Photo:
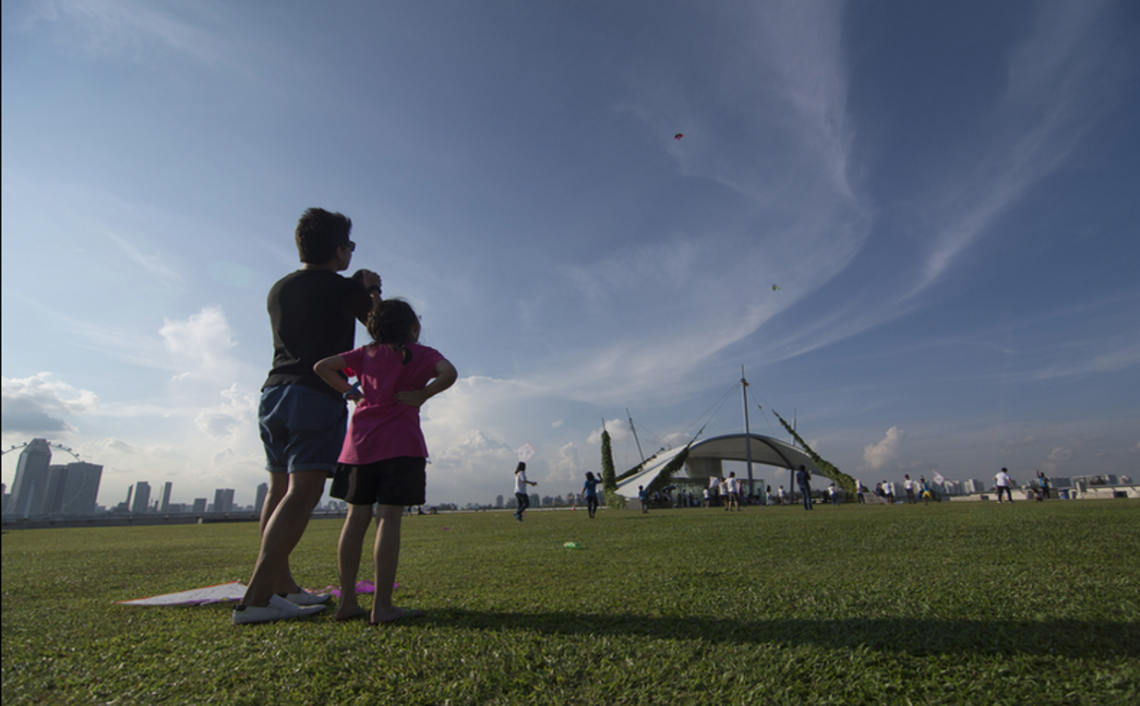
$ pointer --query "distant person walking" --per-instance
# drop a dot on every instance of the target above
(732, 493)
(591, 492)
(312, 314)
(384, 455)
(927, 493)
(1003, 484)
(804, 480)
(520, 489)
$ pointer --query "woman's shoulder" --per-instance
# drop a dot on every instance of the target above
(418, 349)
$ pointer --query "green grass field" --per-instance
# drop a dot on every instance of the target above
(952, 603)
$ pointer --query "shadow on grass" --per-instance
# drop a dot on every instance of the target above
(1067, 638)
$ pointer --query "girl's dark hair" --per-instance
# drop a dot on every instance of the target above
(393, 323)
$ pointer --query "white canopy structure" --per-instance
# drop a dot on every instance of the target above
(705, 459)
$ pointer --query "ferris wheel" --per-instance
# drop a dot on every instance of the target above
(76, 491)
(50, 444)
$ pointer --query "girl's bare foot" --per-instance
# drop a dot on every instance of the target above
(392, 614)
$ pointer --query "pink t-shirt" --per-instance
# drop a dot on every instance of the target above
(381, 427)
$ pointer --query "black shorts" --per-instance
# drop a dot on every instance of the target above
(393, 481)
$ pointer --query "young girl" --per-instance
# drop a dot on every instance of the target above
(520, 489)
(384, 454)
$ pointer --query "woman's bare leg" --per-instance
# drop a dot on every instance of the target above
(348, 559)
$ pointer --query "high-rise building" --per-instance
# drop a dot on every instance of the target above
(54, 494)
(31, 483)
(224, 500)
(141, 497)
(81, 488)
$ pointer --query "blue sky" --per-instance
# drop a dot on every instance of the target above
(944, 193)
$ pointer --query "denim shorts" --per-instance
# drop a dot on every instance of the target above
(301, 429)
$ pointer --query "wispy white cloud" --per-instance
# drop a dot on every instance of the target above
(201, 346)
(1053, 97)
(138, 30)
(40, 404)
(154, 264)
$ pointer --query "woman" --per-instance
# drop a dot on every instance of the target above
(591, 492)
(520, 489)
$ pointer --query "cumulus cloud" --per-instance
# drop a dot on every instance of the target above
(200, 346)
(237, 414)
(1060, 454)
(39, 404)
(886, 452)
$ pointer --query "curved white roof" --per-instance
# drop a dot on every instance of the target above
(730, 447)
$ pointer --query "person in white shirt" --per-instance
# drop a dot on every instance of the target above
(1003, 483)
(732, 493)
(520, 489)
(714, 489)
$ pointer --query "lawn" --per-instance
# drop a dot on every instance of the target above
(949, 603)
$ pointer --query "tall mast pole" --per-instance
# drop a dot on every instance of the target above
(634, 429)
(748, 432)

# Exercise task:
Pull out each line of the records that contains the string "person". Matches must agree in case.

# Task answer:
$ pointer --query "distant person walking" --per-instance
$ pointer --query "person in white shirt" --per-instance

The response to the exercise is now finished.